Description of the task – Format the lines of the data as a JSON list of strings, one string per line, beginning with the first line and stopping after the line that contains "top-left (697, 305), bottom-right (722, 337)". Leave out blank lines.

Items from a data source:
━━━━

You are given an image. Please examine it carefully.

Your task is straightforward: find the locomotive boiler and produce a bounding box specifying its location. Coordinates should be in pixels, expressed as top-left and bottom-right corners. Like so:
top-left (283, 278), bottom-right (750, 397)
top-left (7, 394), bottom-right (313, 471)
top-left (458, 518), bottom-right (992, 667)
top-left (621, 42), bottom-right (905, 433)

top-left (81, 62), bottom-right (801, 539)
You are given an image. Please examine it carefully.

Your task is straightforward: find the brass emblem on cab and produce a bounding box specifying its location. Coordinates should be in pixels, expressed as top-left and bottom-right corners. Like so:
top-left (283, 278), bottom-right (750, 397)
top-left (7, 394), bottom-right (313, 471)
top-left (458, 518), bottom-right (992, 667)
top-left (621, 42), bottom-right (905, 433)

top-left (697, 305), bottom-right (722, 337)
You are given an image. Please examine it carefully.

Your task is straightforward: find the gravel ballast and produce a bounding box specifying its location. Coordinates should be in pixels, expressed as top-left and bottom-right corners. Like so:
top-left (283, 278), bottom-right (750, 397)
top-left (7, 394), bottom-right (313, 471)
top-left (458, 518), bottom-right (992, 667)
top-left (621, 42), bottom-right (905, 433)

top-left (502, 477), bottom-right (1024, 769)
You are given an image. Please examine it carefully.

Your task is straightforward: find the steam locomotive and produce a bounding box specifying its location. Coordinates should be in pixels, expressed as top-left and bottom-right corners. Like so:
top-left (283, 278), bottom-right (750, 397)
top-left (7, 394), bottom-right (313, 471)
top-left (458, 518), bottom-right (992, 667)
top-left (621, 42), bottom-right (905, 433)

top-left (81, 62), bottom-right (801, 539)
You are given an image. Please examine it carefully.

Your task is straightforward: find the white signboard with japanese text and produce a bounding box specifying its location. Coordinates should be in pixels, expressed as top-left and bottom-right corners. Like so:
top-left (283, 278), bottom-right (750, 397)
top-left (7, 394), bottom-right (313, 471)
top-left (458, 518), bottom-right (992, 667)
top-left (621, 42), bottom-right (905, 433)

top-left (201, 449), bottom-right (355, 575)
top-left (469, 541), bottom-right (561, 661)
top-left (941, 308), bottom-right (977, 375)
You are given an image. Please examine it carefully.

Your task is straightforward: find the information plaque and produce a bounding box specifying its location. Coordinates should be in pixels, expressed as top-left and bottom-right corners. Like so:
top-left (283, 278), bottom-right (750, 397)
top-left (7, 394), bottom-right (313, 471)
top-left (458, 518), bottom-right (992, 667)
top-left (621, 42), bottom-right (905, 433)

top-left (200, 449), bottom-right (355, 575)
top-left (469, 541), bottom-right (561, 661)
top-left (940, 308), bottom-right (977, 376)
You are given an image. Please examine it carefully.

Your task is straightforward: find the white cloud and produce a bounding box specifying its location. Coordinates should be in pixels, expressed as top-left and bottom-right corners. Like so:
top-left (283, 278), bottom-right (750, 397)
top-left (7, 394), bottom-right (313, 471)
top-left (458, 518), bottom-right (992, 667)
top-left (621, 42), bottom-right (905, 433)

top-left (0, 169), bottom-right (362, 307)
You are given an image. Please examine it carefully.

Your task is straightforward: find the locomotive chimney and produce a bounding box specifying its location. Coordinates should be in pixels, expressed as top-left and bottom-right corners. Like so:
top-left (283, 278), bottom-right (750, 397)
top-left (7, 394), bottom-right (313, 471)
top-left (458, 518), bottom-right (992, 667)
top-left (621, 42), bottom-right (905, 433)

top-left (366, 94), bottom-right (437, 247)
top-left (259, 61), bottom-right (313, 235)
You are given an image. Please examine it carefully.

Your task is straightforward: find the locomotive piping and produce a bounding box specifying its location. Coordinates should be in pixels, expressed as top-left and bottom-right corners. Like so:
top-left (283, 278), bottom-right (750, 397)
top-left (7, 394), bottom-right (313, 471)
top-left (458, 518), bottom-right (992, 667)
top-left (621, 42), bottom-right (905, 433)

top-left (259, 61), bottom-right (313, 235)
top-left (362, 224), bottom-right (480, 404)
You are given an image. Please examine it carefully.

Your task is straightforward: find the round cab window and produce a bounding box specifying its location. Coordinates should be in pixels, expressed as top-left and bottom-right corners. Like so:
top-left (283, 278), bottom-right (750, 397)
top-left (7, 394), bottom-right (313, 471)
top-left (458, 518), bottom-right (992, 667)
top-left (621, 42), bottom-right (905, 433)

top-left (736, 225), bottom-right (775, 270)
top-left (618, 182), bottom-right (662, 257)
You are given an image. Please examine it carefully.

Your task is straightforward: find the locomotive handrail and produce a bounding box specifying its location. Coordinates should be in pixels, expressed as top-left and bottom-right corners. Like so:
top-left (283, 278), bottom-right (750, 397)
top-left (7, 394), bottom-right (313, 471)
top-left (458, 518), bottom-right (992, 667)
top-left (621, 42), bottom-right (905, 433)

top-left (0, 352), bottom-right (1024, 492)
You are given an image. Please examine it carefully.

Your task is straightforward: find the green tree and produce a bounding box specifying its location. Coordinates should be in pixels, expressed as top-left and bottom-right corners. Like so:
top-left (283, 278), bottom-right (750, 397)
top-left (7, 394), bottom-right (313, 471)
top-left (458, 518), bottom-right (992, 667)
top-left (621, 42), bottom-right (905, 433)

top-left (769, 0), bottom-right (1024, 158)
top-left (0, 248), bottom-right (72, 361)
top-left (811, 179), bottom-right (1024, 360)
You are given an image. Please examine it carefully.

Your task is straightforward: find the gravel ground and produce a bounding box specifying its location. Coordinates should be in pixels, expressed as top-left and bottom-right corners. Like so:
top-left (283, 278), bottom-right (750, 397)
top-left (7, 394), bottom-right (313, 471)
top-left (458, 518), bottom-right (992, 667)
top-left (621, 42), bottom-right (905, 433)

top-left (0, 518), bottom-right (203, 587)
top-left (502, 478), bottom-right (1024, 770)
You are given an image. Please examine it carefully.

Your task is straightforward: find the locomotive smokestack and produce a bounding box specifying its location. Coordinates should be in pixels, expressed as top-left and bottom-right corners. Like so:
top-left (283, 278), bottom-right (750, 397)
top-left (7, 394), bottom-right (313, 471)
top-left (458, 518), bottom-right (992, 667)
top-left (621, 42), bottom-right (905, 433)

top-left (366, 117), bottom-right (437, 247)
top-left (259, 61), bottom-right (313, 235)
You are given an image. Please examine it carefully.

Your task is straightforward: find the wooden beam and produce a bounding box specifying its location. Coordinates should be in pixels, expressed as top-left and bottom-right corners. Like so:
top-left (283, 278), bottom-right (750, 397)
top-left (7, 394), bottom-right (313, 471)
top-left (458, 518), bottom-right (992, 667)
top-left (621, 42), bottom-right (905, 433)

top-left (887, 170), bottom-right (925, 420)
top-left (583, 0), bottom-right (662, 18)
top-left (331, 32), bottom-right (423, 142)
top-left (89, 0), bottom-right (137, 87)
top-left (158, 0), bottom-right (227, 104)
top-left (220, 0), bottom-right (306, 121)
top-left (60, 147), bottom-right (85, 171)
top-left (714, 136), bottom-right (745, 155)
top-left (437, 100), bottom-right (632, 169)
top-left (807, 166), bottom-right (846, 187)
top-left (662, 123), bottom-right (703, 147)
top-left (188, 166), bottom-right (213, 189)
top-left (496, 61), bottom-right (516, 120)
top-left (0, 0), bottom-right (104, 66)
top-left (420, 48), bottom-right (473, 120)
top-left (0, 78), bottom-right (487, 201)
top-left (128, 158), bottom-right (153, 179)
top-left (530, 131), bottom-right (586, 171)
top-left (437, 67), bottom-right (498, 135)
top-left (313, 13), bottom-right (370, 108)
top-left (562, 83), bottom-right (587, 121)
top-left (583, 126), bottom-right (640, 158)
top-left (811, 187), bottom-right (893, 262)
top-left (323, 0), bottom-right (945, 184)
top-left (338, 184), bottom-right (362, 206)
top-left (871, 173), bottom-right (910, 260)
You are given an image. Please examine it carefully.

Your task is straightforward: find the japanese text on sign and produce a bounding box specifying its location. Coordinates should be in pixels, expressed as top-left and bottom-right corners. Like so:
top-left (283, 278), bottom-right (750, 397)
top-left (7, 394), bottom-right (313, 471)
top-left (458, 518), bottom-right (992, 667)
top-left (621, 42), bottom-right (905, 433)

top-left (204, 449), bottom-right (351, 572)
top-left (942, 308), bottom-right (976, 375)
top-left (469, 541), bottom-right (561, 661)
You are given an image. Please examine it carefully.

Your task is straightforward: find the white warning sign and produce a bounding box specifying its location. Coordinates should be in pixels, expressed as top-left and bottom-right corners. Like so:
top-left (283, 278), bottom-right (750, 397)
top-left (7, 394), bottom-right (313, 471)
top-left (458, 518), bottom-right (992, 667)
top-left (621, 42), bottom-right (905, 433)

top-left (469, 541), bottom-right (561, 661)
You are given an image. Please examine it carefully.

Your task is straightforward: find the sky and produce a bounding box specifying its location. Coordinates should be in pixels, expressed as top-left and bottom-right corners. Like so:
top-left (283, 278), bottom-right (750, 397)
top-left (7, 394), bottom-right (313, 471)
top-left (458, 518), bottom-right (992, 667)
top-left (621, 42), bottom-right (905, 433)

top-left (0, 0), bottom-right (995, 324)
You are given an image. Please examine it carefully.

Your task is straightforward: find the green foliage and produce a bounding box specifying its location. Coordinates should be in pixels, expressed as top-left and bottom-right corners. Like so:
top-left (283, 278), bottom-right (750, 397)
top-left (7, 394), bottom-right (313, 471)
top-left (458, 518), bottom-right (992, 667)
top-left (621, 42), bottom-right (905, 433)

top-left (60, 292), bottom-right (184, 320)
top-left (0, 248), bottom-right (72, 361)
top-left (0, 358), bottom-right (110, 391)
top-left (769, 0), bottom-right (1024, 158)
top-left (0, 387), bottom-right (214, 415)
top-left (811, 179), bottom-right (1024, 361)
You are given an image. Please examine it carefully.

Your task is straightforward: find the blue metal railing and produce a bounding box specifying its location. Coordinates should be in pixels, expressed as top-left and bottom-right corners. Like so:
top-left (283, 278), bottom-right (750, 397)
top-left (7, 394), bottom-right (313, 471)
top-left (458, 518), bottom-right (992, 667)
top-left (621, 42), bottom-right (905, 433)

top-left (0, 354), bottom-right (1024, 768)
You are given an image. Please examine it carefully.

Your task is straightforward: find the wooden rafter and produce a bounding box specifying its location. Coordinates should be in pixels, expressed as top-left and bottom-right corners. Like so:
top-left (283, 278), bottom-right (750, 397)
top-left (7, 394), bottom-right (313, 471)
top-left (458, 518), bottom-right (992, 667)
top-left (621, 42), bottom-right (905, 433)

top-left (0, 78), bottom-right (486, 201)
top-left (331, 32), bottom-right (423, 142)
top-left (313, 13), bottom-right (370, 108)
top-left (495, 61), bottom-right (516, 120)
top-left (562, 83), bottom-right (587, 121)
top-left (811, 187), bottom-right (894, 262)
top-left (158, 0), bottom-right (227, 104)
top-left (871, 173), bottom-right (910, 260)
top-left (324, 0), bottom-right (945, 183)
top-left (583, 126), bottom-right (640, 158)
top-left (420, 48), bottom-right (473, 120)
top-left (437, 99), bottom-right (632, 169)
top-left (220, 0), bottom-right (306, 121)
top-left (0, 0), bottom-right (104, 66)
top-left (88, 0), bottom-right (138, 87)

━━━━

Answer to this problem –
[
  "You are given an image. Please examine it carefully.",
  "Your task is straightforward: find the locomotive boiler and produce a bounding box specifying its location. Coordinates should be in pixels, expressed as top-left and bottom-right corners. Like so:",
  "top-left (283, 278), bottom-right (750, 397)",
  "top-left (7, 394), bottom-right (313, 471)",
  "top-left (458, 518), bottom-right (992, 667)",
  "top-left (621, 42), bottom-right (905, 433)",
  "top-left (81, 62), bottom-right (801, 539)",
  "You are given an image. Please examine it carefully.",
  "Your task is straightforward: find the brass emblem on cab and produce a bounding box specifying its location. Coordinates should be in pixels, expressed as top-left and bottom-right corners. Like so:",
  "top-left (283, 278), bottom-right (750, 397)",
  "top-left (7, 394), bottom-right (313, 471)",
  "top-left (458, 518), bottom-right (992, 667)",
  "top-left (621, 42), bottom-right (905, 433)",
  "top-left (697, 305), bottom-right (722, 337)"
]